Problems to solve ▸
1) From the gear cutters thread, output everything from "How do you select" down to "to save money.", copied word for word.
2) Show each line of the listing that contains the string "yellow", treating uppercase and lowercase as different.

Passage ▸
::::::::
Gear cutters

So i fancy having a go at gear cutting at some point yet there is alot of different cutters out there and they are not the cheapest so figure i would ask a few questions....

Lets assume that i am not trying to match to an existing gear and therefore we are a blank sheet of paper.

Module or DP? Since model engineering is typically imperial, is DP the way to go?

How do you select the correct DP range? Do i get a set of DP16, DP20, something else? You know the typical sizes of gears for models, what do people have?

Pressure Angle - Am i correct in think DP is typically 14.5 deg whereas module is 20 deg? If so, there is no question to ask once my one above is answered.

Thanks

Hi Matt,

All the modern gears I have come across are 20 deg. PA. DP or module is up to you, the gears I have made are all module based. The DP (or module) size depends on what the gears will do. I have made extra change gears for my small lathe - module 1 (DP 25.4), a clock would use a smaller size. You can make your own gear cutters if you want to save money.
::::::::
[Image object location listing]
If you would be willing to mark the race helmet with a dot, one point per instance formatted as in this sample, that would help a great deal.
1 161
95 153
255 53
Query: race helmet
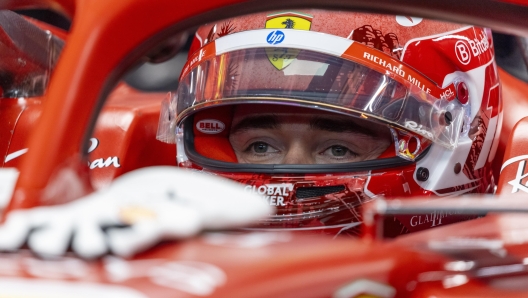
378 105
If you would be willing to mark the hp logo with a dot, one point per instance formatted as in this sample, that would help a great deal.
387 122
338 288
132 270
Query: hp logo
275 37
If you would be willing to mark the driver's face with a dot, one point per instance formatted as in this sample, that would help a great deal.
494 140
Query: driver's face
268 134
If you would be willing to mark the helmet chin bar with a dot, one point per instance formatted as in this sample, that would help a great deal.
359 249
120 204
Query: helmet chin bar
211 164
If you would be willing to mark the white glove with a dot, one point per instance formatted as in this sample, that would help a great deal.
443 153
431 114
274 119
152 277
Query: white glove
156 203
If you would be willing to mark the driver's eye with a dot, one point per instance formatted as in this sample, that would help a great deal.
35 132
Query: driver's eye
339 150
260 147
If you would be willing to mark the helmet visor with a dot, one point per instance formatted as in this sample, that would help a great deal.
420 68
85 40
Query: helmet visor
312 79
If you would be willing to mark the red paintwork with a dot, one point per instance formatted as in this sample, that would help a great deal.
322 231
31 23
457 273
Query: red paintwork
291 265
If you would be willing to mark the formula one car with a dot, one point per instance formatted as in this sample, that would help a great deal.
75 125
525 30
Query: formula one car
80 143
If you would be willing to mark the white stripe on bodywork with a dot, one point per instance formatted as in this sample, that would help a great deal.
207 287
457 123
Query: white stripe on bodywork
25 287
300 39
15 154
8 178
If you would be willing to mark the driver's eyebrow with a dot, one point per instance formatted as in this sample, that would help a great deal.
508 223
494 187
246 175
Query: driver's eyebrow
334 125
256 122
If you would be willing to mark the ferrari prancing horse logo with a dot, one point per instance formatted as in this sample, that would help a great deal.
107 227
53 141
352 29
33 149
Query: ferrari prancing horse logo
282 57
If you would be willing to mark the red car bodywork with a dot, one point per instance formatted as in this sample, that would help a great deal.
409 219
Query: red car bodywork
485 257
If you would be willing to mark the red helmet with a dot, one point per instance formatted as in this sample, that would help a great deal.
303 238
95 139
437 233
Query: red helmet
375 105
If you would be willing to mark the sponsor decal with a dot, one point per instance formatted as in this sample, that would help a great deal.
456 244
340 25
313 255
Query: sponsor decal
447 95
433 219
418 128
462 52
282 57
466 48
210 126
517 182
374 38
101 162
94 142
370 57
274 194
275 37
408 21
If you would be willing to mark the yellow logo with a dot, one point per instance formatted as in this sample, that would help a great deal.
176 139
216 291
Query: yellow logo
::::::::
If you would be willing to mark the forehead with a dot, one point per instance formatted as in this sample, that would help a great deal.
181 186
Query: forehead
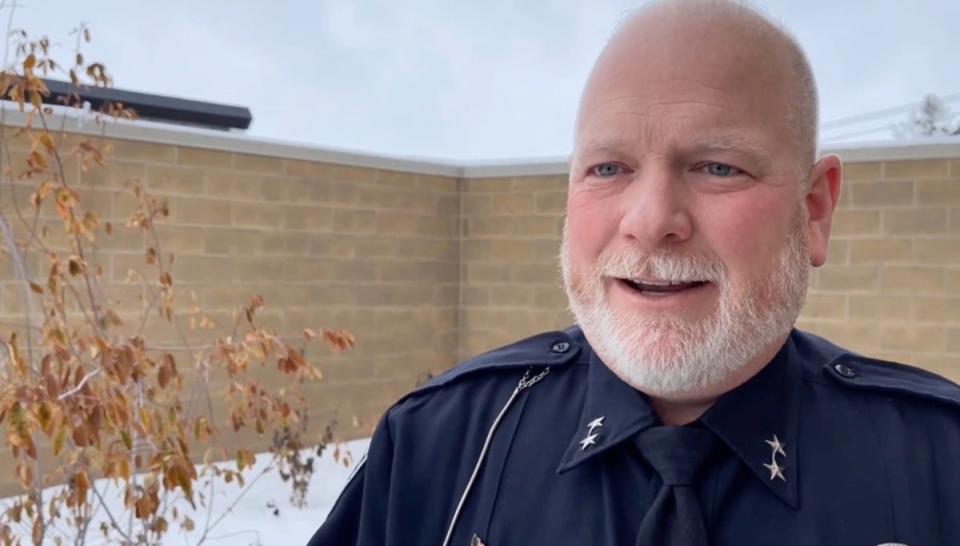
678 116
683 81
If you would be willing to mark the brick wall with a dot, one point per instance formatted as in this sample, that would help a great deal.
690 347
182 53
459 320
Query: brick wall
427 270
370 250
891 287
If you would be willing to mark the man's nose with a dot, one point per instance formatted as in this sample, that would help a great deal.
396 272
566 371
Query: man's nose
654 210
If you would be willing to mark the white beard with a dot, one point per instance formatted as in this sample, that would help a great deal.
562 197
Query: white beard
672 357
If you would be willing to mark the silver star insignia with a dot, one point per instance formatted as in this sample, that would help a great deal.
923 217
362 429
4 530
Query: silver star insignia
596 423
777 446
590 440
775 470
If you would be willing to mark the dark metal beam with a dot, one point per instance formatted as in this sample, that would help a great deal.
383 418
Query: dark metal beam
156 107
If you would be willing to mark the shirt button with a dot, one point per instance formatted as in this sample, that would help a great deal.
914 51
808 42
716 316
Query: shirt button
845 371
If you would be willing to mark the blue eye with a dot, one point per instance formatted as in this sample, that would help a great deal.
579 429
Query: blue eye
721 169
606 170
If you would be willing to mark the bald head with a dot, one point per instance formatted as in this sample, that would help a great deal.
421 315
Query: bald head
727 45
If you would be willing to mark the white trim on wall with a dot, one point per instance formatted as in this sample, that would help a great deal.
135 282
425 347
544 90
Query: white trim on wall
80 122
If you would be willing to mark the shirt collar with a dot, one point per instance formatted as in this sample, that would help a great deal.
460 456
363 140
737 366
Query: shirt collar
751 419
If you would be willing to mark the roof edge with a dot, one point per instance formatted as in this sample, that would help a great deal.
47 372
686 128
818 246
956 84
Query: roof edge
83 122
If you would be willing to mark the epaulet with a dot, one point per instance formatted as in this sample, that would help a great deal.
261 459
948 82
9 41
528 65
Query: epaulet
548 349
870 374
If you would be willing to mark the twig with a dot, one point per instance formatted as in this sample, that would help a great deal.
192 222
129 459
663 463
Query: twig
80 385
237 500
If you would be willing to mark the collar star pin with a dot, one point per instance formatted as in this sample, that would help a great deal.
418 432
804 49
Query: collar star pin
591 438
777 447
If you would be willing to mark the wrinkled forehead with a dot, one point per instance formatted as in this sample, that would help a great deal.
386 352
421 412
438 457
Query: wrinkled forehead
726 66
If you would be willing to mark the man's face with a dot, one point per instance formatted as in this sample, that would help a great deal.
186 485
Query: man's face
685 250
::::::::
Results for each task ▸
1)
How do you select the correct DP range? Do i get a set of DP16, DP20, something else? You know the typical sizes of gears for models, what do people have?

Pressure Angle - Am i correct in think DP is typically 14.5 deg whereas module is 20 deg? If so, there is no question to ask once my one above is answered.

Thanks

Hi Matt,

All the modern gears I have come across are 20 deg. PA. DP or module is up to you, the gears I have made are all module based. The DP (or module) size depends on what the gears will do. I have made extra change gears for my small lathe - module 1 (DP 25.4), a clock would use a smaller size. You can make your own gear cutters if you want to save money.

2)
If you would be willing to mark the yellow logo with a dot, one point per instance formatted as in this sample, that would help a great deal.
Query: yellow logo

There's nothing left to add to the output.